[Opening Recorded data section]
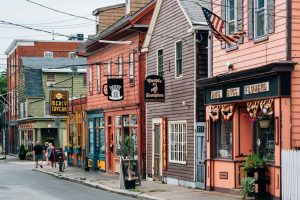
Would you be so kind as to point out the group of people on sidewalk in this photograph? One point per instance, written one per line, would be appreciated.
(40, 152)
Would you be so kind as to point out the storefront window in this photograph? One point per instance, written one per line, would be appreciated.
(264, 141)
(224, 139)
(91, 136)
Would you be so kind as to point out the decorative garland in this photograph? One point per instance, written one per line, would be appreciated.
(214, 112)
(252, 108)
(227, 111)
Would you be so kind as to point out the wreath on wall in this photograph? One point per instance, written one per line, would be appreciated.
(214, 112)
(227, 111)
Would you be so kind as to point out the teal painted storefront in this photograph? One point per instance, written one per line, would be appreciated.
(96, 139)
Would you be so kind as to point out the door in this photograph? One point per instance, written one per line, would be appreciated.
(200, 155)
(157, 154)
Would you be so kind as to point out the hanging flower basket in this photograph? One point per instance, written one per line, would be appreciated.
(227, 111)
(265, 123)
(214, 112)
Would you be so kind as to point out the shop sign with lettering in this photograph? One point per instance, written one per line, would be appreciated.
(233, 92)
(154, 89)
(256, 88)
(216, 94)
(59, 103)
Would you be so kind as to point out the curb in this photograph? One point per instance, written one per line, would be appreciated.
(100, 186)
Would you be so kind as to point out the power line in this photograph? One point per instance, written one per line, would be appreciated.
(62, 12)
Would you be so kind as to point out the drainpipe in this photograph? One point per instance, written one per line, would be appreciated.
(209, 56)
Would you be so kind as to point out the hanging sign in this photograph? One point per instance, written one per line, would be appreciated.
(115, 89)
(154, 89)
(59, 102)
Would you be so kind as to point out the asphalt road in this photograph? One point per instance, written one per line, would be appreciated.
(19, 182)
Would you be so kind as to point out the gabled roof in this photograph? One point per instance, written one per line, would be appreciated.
(118, 25)
(192, 11)
(35, 66)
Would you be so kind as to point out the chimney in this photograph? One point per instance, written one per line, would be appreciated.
(132, 6)
(106, 16)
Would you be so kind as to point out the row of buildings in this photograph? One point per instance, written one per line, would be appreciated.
(198, 134)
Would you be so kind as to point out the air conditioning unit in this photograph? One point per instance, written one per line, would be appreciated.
(50, 84)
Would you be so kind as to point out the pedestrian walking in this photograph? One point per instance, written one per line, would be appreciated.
(38, 154)
(46, 152)
(51, 154)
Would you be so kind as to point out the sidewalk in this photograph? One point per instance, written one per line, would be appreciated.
(148, 189)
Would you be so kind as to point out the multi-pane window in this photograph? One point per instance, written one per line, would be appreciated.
(230, 17)
(160, 62)
(47, 108)
(108, 69)
(91, 81)
(179, 59)
(98, 79)
(120, 67)
(177, 142)
(224, 139)
(131, 69)
(260, 18)
(48, 54)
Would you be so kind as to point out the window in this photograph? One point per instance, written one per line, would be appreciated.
(120, 67)
(264, 141)
(177, 142)
(160, 62)
(47, 108)
(108, 69)
(230, 17)
(98, 79)
(131, 69)
(72, 55)
(48, 54)
(179, 59)
(91, 81)
(260, 18)
(224, 139)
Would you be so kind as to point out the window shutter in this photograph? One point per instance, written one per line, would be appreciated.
(223, 17)
(250, 19)
(271, 15)
(240, 19)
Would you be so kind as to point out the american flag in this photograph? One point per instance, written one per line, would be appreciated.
(216, 25)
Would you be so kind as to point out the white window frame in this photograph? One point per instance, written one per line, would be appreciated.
(72, 54)
(46, 102)
(48, 54)
(176, 75)
(131, 69)
(120, 67)
(178, 137)
(98, 79)
(158, 61)
(265, 18)
(108, 69)
(227, 16)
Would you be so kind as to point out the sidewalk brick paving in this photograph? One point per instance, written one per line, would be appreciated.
(148, 189)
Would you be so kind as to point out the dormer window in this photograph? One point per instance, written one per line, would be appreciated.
(48, 54)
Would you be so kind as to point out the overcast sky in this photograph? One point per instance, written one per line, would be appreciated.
(26, 13)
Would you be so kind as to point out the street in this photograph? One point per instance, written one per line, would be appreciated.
(18, 181)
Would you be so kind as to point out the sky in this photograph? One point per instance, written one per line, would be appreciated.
(28, 14)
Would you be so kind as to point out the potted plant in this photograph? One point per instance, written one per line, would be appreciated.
(248, 187)
(77, 149)
(128, 153)
(22, 152)
(69, 148)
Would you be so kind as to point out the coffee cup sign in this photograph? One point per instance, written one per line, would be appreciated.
(114, 89)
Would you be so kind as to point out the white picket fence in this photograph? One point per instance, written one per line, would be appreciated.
(290, 174)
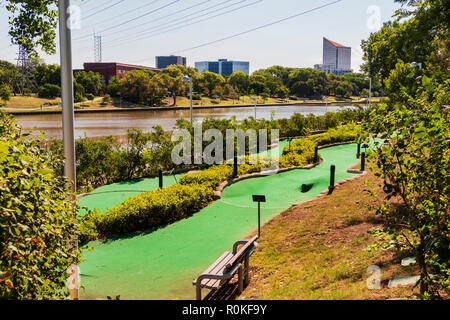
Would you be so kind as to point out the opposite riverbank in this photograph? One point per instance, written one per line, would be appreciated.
(141, 109)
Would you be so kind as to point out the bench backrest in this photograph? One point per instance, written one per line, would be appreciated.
(241, 253)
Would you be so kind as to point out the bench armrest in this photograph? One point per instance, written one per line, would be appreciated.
(225, 276)
(243, 242)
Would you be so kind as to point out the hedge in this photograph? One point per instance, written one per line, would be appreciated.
(148, 210)
(196, 189)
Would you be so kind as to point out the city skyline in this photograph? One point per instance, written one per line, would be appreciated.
(280, 44)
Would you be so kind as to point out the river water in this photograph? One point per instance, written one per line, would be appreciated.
[Closing Recorded data section]
* [What you will do] Apart from the pictures, the whole listing should be reproduced exactly.

* [Result for this exercise]
Would you be so kind as to point out the group of people on sidewalk in this photograph? One point per instance, written one per line, would be appreciated.
(40, 152)
Would you be so kind as to point out the storefront window in this photograph? One point per instance, written one per line, would be appreciated.
(264, 141)
(224, 139)
(91, 136)
Would you be so kind as to point out the decorative garland in this photograph? One point per instance, written one per line, would be appreciated.
(214, 112)
(252, 108)
(227, 111)
Would you be so kind as to point out the wreath on wall in this photograph? One point per instance, written one per line, would be appreciated.
(214, 112)
(227, 111)
Would you be so kind as to point out the teal painted storefront in this photograph? One point per instance, written one per line, would be appreciated.
(96, 139)
Would you be so kind as to point out the door in this photograph? One point per instance, written one per line, would be appreciated.
(200, 155)
(157, 154)
Would you be so kind as to point out the hanging flower basket in this photograph? One point per instance, written one per line, would be appreciated.
(227, 111)
(265, 123)
(214, 112)
Would you be so kind as to point out the shop sign with lettering in this photograph? One point per instance, written one per line, would be appreciated.
(233, 92)
(154, 89)
(256, 88)
(216, 94)
(59, 103)
Would you be so kind as to point out the curb in this photograph? One point per instance, written one per line, would be appreciated.
(100, 186)
Would you be so kind as to point out the power line in this photograph? One point per instance, written one per line, would be appreciated.
(62, 12)
Would you be so kind as to point out the drainpipe in this photograph? One point per instance, written one per line, would be appreciated.
(209, 56)
Would you be so kind as to point out the hanging sign in this photograph? One point per instance, written one per line, would be appreciated.
(115, 89)
(154, 89)
(59, 102)
Would you be so kind as to point out the asphalt road in this photograph? One point per instance, written one per line, would be appreciated.
(19, 182)
Would you be so kind as to point out the gabled roof in this photograph? One point per instance, written one per line, would be appreciated.
(118, 25)
(192, 11)
(35, 66)
Would you be so kind as to point out the chimney in this photograph? One point per instance, written one per line, would be appreciated.
(132, 6)
(106, 16)
Would you be so kind as to point out the row of buildings in this photograph? One point per instance, written one per line, would be appreciated.
(198, 134)
Would you be so kind as to point out the air conditioning unit in this photograph? One point per instance, written one per line, would be appreciated.
(50, 84)
Would you be so kind as to point out the pedestrian walking in this photograph? One point per instance, written one per line, would be appreciated.
(38, 154)
(46, 152)
(51, 154)
Would you be so kind as to point out the sidewalk in this photograph? One point per instance, written one per line, would be appreciated.
(148, 189)
Would you be so kind as to point out the multi-pane window in this photograph? One point per instance, written one per line, would be appreciated.
(230, 17)
(160, 62)
(47, 108)
(108, 69)
(91, 81)
(179, 59)
(98, 79)
(120, 67)
(177, 142)
(224, 139)
(131, 69)
(260, 18)
(48, 54)
Would you be so kind as to point out the window in this photograph? One point per instance, written one per line, would be appreciated.
(120, 67)
(264, 141)
(177, 142)
(160, 62)
(47, 108)
(108, 69)
(230, 17)
(98, 79)
(131, 69)
(72, 55)
(48, 54)
(179, 59)
(91, 81)
(260, 18)
(224, 139)
Would you be so kind as to point out the window shutter in this photograph? One point per instance, written one per line, would be appreciated.
(223, 17)
(250, 19)
(271, 15)
(240, 19)
Would you be so kind as to point out the american flag in this photograph? One point per instance, written one per line, would be appreciated.
(216, 25)
Would you be so kind as to point out the white window frame in this photograph? One point per instance, written one per line, would be appreciated.
(72, 54)
(46, 102)
(48, 54)
(176, 75)
(131, 69)
(120, 67)
(178, 137)
(98, 79)
(158, 61)
(265, 18)
(108, 69)
(227, 16)
Would you be so kind as to point out the sidewalk brick paving in this photograph? One point per instance, written one per line, would be appreciated.
(148, 189)
Would you be so kind as to point out the dormer window in this photograph? One point per instance, written one per line, would be appreciated.
(48, 54)
Would you be so kind as to point out the overcast sky in this photograph? One point per instance, written one per line, would be appreciated.
(26, 13)
Would you be so kind as to point out the street in this photograph? One point per instance, written one per line, would be appreciated.
(18, 181)
Would you be so kind as to point out the sky in this photograph? One point per instance, written one per line, would be appreciated.
(28, 14)
Would you be so kind as to point out the potted plant in this photograph? One point per instance, written one per line, would be appreciated.
(248, 187)
(77, 149)
(128, 153)
(22, 152)
(69, 148)
Would you be so kind as to point out the coffee cup sign in this photograph? One point per instance, written one per line, would be appreciated.
(114, 89)
Would you be so kind as to point out the white picket fence in this photograph? One point per instance, written one per line, would be appreciated.
(290, 174)
Would you be so kind as to point out the opposite riverbank in this photograph? One point per instance, written one per line, would be appreciated.
(141, 109)
Would you be so kind as to point out the bench backrest in this photograph? One point per instance, written one per line, would be appreciated.
(241, 253)
Would you be so kind as to point out the bench armrest in this photograph? One point per instance, written one per line, would be appreciated.
(225, 276)
(243, 242)
Would you be so kind as to point out the hedge in this photograph? One point per instance, written one per line, would be appreciated.
(148, 210)
(196, 189)
Would you be so kind as to point out the city skyline in this photograph? One point per instance, written one per line, would be appreciated.
(280, 44)
Would you be so kind as to point out the river water in this photograph? One point per instance, written one per line, would be appreciated.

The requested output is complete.